— TASK DETAILS —
Pictures in the records should not be copied, but every other part must be repeated exactly.

— DATASET —
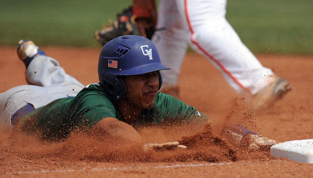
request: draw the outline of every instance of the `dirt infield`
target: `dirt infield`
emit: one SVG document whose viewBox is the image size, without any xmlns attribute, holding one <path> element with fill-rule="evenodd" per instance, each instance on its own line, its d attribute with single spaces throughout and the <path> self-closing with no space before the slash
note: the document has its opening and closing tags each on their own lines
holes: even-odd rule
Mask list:
<svg viewBox="0 0 313 178">
<path fill-rule="evenodd" d="M 98 81 L 99 46 L 42 49 L 83 84 Z M 18 59 L 16 48 L 0 47 L 0 92 L 26 84 L 24 67 Z M 193 53 L 188 54 L 183 64 L 180 99 L 210 116 L 213 133 L 205 135 L 218 135 L 224 125 L 240 124 L 279 142 L 313 138 L 313 57 L 257 57 L 291 85 L 292 90 L 271 109 L 259 114 L 251 112 L 219 71 L 203 57 Z M 176 128 L 147 130 L 142 134 L 153 135 L 152 141 L 160 142 L 180 140 L 196 131 Z M 135 146 L 106 144 L 86 135 L 51 143 L 19 134 L 0 134 L 1 177 L 313 177 L 313 164 L 229 145 L 228 150 L 201 145 L 188 150 L 145 153 Z M 229 149 L 234 156 L 227 152 Z"/>
</svg>

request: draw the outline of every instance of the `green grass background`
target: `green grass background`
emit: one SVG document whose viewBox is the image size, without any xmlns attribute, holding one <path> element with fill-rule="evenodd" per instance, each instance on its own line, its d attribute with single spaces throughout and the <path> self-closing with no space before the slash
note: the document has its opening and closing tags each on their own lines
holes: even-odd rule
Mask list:
<svg viewBox="0 0 313 178">
<path fill-rule="evenodd" d="M 0 45 L 99 45 L 94 32 L 131 0 L 0 0 Z M 313 0 L 229 0 L 226 19 L 254 53 L 313 54 Z"/>
</svg>

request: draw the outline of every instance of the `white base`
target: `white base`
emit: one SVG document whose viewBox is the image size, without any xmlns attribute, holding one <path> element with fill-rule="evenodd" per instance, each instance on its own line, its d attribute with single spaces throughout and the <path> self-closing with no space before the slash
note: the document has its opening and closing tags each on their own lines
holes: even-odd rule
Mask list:
<svg viewBox="0 0 313 178">
<path fill-rule="evenodd" d="M 280 143 L 270 147 L 270 156 L 313 164 L 313 139 Z"/>
</svg>

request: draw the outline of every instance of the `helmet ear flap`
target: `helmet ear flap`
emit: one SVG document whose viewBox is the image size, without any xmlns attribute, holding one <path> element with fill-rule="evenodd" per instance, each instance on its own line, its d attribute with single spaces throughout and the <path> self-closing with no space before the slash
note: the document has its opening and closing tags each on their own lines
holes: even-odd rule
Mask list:
<svg viewBox="0 0 313 178">
<path fill-rule="evenodd" d="M 117 80 L 120 82 L 121 85 L 123 86 L 122 87 L 123 89 L 122 89 L 122 90 L 123 90 L 124 91 L 123 92 L 123 93 L 121 95 L 121 96 L 120 98 L 121 98 L 122 97 L 124 97 L 126 94 L 126 93 L 127 93 L 127 89 L 128 89 L 127 85 L 126 85 L 125 81 L 124 81 L 125 76 L 117 76 L 116 77 L 116 78 Z"/>
<path fill-rule="evenodd" d="M 114 100 L 122 98 L 126 94 L 127 91 L 127 86 L 124 80 L 120 77 L 117 77 L 117 83 L 113 84 L 105 80 L 99 78 L 100 85 L 104 90 Z"/>
<path fill-rule="evenodd" d="M 158 77 L 158 89 L 159 90 L 161 89 L 161 86 L 162 86 L 162 82 L 163 81 L 162 74 L 159 70 L 157 71 L 157 76 Z"/>
</svg>

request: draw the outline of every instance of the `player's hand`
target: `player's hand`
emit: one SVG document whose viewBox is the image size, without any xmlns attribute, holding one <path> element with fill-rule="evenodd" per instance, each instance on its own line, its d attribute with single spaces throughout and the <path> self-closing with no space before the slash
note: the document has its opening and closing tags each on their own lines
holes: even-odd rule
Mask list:
<svg viewBox="0 0 313 178">
<path fill-rule="evenodd" d="M 174 150 L 176 148 L 185 149 L 187 147 L 179 145 L 179 142 L 175 141 L 173 142 L 167 142 L 162 144 L 157 143 L 147 143 L 143 146 L 143 150 L 145 151 L 149 150 Z"/>
</svg>

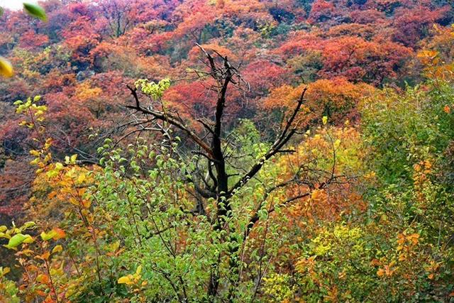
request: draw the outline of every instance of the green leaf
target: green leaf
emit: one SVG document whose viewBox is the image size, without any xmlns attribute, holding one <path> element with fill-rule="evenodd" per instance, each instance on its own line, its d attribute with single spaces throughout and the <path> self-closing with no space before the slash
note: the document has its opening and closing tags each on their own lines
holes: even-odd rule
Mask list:
<svg viewBox="0 0 454 303">
<path fill-rule="evenodd" d="M 17 235 L 14 235 L 9 239 L 8 242 L 8 245 L 5 245 L 4 246 L 7 248 L 16 249 L 16 247 L 26 242 L 26 240 L 28 238 L 31 238 L 30 235 L 23 235 L 22 233 L 18 233 Z M 27 241 L 26 243 L 30 243 L 30 240 Z"/>
<path fill-rule="evenodd" d="M 24 3 L 23 9 L 32 17 L 37 18 L 43 21 L 48 21 L 48 16 L 45 14 L 45 11 L 39 5 L 31 3 Z"/>
</svg>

— OUTPUT OF THE EXERCISE —
request: draw the outline of every instance of the `dirt infield`
target: `dirt infield`
emit: one SVG document whose viewBox is the image size, without any xmlns attribute, holding one <path> element with fill-rule="evenodd" per instance, each instance on its own line, its d attribute with single spaces throughout and the <path> self-closing with no space before the slash
note: the document has its opening and closing tags each on their own lines
holes: even-odd rule
Mask list:
<svg viewBox="0 0 313 178">
<path fill-rule="evenodd" d="M 98 81 L 99 46 L 42 49 L 83 84 Z M 18 59 L 16 48 L 0 47 L 0 92 L 26 84 L 24 67 Z M 193 53 L 188 54 L 183 64 L 180 99 L 210 116 L 213 133 L 205 135 L 218 135 L 224 125 L 240 124 L 279 142 L 313 138 L 313 57 L 257 57 L 291 85 L 292 90 L 271 109 L 259 114 L 251 112 L 219 71 L 203 57 Z M 176 128 L 147 130 L 142 134 L 153 135 L 152 141 L 160 142 L 180 140 L 196 131 Z M 135 146 L 106 144 L 86 135 L 51 143 L 19 134 L 0 134 L 1 177 L 313 177 L 313 164 L 229 145 L 228 150 L 201 145 L 188 150 L 145 153 Z M 229 149 L 234 156 L 227 152 Z"/>
</svg>

request: draw the outline of every instance of the `green grass background`
target: `green grass background`
emit: one SVG document whose viewBox is the image size, without any xmlns attribute, holding one <path> element with fill-rule="evenodd" per instance, each instance on its own line, its d attribute with single spaces throughout and the <path> self-closing with no space before the slash
note: the document has its opening and closing tags each on their own lines
holes: even-odd rule
Mask list:
<svg viewBox="0 0 313 178">
<path fill-rule="evenodd" d="M 0 45 L 99 45 L 94 32 L 131 0 L 0 0 Z M 313 0 L 229 0 L 226 19 L 254 53 L 313 54 Z"/>
</svg>

request: draw the outline of every instance of the `white base`
target: `white base`
emit: one SVG document whose viewBox is the image size, without any xmlns attribute, holding one <path> element with fill-rule="evenodd" per instance, each instance on its own line, its d attribute with single spaces throughout and the <path> self-closing with no space before the slash
note: the document has its opening and closing tags each on their own lines
holes: even-odd rule
Mask list:
<svg viewBox="0 0 313 178">
<path fill-rule="evenodd" d="M 280 143 L 270 147 L 270 156 L 313 164 L 313 139 Z"/>
</svg>

request: draw the outline of every instance of the `helmet ear flap`
target: `helmet ear flap`
emit: one SVG document whose viewBox is the image size, without any xmlns attribute, holding one <path> element with fill-rule="evenodd" per instance, each instance on its own line, its d attribute with single spaces throughout and the <path> self-closing with no space before the slash
note: the document has its opening and closing tags each on their own lines
holes: even-odd rule
Mask list:
<svg viewBox="0 0 313 178">
<path fill-rule="evenodd" d="M 117 80 L 120 82 L 121 85 L 123 86 L 122 87 L 123 89 L 122 89 L 122 90 L 123 90 L 124 91 L 123 92 L 123 93 L 121 95 L 121 96 L 120 98 L 121 98 L 122 97 L 124 97 L 126 94 L 126 93 L 127 93 L 127 89 L 128 89 L 127 85 L 126 85 L 125 81 L 124 81 L 125 76 L 117 76 L 116 77 L 116 78 Z"/>
<path fill-rule="evenodd" d="M 114 100 L 122 98 L 126 94 L 127 91 L 127 86 L 124 80 L 120 77 L 117 77 L 117 83 L 113 84 L 105 80 L 99 78 L 100 85 L 104 90 Z"/>
<path fill-rule="evenodd" d="M 158 77 L 158 89 L 159 90 L 161 89 L 161 86 L 162 86 L 162 82 L 163 81 L 162 74 L 159 70 L 157 71 L 157 76 Z"/>
</svg>

request: draw the outline of every instance of the `player's hand`
target: `player's hand`
emit: one SVG document whose viewBox is the image size, without any xmlns attribute, holding one <path> element with fill-rule="evenodd" per instance, each instance on its own line, its d attribute with single spaces throughout and the <path> self-closing with no space before the slash
note: the document has its opening and closing tags each on their own lines
holes: even-odd rule
Mask list:
<svg viewBox="0 0 313 178">
<path fill-rule="evenodd" d="M 174 150 L 176 148 L 185 149 L 187 147 L 179 145 L 179 142 L 175 141 L 173 142 L 167 142 L 162 144 L 157 143 L 147 143 L 143 146 L 143 150 L 145 151 L 149 150 Z"/>
</svg>

request: draw the outline of every instance of the green leaf
target: green leaf
emit: one SVG document whose viewBox is the image size, without any xmlns attribute, holding one <path> element with fill-rule="evenodd" per instance, each instance on its own line, its d attribute with single spaces throughout and the <path> self-closing with no space before the slash
note: the document has its opening and closing tags each on their own lines
holes: even-odd rule
Mask list:
<svg viewBox="0 0 454 303">
<path fill-rule="evenodd" d="M 17 235 L 14 235 L 9 239 L 8 242 L 8 245 L 5 245 L 4 246 L 7 248 L 16 249 L 16 247 L 26 242 L 26 240 L 28 238 L 31 238 L 30 235 L 23 235 L 22 233 L 18 233 Z M 27 241 L 26 243 L 30 243 L 30 240 Z"/>
<path fill-rule="evenodd" d="M 24 3 L 23 9 L 32 17 L 37 18 L 43 21 L 48 21 L 48 16 L 45 14 L 45 11 L 39 5 L 31 3 Z"/>
</svg>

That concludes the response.